───── MATERIAL PROPORCIONADO

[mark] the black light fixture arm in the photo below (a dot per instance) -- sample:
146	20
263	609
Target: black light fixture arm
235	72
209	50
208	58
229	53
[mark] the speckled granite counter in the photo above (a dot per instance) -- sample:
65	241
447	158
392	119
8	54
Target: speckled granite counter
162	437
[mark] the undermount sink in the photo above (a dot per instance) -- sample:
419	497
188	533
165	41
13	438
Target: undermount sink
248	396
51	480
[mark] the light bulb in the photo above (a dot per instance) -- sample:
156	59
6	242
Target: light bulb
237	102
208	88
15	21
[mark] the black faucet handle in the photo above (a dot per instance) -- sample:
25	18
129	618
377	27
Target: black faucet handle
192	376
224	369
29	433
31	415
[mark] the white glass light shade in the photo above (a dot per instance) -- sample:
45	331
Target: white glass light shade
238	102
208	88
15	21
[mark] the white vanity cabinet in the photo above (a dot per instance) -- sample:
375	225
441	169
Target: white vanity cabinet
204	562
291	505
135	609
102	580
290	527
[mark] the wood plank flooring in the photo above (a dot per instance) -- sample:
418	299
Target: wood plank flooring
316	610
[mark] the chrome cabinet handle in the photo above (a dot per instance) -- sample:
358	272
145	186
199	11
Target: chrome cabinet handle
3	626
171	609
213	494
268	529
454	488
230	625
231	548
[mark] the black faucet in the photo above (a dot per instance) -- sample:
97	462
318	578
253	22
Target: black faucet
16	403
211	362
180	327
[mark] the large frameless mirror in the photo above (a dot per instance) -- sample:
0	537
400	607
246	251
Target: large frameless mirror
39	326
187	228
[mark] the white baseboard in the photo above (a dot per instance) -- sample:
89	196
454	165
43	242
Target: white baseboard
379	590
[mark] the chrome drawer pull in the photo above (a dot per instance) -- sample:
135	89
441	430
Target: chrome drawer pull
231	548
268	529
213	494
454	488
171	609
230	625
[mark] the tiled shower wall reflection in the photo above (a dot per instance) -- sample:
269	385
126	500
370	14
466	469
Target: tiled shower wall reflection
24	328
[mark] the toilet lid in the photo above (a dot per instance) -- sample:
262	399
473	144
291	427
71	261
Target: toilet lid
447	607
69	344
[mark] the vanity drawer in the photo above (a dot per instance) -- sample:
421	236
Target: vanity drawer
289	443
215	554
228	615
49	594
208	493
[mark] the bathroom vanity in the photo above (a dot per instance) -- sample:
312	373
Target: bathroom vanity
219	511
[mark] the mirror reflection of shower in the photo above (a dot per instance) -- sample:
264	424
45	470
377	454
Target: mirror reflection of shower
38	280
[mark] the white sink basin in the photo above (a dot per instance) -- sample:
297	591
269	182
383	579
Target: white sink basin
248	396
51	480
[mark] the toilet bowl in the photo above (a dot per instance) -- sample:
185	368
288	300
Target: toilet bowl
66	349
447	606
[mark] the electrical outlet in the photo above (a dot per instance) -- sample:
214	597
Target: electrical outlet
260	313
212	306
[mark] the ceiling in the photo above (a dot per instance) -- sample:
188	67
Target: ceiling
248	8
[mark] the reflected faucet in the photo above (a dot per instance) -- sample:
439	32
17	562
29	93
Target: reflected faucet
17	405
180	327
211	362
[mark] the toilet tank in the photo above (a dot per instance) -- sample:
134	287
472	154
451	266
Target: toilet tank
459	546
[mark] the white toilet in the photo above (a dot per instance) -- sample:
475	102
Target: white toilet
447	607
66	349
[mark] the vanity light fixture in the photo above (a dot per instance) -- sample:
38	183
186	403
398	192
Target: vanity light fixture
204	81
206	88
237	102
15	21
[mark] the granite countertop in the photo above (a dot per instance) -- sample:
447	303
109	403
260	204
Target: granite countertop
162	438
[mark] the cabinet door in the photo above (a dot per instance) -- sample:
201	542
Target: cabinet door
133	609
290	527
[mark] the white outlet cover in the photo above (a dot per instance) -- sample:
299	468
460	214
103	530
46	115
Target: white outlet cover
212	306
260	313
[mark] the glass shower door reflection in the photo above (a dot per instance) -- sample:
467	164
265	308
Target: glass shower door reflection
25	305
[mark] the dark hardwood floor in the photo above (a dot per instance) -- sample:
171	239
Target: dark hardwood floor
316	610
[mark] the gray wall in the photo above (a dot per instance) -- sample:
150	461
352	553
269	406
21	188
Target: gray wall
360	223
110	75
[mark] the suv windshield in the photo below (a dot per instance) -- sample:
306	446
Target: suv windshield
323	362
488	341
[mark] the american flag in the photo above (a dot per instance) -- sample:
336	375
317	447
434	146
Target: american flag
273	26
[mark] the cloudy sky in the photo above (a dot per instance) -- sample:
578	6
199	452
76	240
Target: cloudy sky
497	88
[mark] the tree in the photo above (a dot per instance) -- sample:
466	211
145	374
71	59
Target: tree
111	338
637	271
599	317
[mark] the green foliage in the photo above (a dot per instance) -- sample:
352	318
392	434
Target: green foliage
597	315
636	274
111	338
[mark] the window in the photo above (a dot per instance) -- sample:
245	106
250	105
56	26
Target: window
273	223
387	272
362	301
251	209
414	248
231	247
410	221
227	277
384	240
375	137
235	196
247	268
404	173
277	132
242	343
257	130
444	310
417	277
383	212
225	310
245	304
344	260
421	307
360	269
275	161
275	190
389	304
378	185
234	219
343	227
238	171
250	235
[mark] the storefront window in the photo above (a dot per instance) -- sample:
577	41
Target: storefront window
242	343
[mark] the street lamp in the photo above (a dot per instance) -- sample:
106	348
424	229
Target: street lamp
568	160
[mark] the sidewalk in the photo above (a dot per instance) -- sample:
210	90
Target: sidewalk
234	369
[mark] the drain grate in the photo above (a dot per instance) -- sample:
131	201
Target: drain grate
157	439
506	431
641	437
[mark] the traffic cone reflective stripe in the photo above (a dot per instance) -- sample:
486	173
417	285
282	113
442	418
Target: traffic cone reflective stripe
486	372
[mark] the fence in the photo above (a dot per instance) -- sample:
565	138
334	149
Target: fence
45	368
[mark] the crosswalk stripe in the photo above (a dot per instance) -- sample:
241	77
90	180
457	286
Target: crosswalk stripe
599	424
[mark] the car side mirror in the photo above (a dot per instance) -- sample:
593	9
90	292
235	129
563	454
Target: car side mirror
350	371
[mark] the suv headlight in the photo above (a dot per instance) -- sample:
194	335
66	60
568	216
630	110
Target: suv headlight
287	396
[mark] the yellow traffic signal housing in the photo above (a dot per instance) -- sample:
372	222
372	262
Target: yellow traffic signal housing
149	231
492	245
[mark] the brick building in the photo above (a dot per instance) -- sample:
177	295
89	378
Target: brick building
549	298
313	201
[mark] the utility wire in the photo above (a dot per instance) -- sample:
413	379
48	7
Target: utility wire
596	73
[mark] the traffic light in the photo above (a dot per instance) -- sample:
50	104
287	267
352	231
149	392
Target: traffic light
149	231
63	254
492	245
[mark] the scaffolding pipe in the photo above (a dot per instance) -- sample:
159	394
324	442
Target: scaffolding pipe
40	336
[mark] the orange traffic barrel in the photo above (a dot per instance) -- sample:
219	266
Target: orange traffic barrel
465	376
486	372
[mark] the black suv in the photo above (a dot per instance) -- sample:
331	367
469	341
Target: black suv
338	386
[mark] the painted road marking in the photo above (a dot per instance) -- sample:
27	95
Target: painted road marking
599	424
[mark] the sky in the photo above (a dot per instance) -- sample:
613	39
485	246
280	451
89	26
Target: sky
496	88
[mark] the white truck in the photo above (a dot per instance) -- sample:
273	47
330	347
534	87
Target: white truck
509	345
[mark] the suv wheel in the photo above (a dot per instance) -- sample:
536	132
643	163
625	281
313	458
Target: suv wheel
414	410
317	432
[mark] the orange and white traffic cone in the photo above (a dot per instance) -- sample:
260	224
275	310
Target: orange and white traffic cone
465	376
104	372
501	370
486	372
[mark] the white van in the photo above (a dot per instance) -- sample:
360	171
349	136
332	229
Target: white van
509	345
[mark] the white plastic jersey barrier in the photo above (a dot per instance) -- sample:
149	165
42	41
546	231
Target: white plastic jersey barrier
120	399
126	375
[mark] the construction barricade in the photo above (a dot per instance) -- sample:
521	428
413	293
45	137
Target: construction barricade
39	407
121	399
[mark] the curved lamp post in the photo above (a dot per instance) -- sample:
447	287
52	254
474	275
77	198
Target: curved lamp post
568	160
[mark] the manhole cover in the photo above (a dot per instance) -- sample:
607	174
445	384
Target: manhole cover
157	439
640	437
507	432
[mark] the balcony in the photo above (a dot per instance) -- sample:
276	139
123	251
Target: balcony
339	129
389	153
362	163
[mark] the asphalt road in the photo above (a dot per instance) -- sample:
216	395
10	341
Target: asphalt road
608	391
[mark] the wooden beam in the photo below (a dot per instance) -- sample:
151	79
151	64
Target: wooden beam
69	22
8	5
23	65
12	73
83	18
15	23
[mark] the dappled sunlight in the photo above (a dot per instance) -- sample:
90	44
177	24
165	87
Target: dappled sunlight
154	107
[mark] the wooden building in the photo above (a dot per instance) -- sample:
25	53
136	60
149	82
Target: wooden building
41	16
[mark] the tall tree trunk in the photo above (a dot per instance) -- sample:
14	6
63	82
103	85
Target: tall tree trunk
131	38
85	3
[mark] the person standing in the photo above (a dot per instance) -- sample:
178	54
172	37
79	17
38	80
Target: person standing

──────────

## TAREA BREVE
Actualiza las entradas que van desde la línea que contiene "[mark] the wooden beam" hasta el final del material, ambas incluidas. Sustituye "dappled sunlight" por "filtered sunlight", deja todo lo demás sin cambios y reproduce únicamente esas líneas.

## LA SOLUCIÓN
[mark] the wooden beam in the photo below (a dot per instance) -- sample:
151	79
151	64
Target: wooden beam
69	22
8	5
23	65
12	73
83	18
15	23
[mark] the filtered sunlight in the photo above (a dot per instance) -- sample:
90	44
177	24
165	87
Target: filtered sunlight
154	107
[mark] the wooden building in the photo above (a dot per instance) -- sample:
25	53
136	60
149	82
Target: wooden building
41	16
[mark] the tall tree trunk in the photo above (a dot per instance) -- sample:
14	6
63	82
103	85
Target: tall tree trunk
131	38
85	3
[mark] the person standing in the photo above (a dot per instance) -- sample:
178	54
172	37
79	17
38	80
Target: person standing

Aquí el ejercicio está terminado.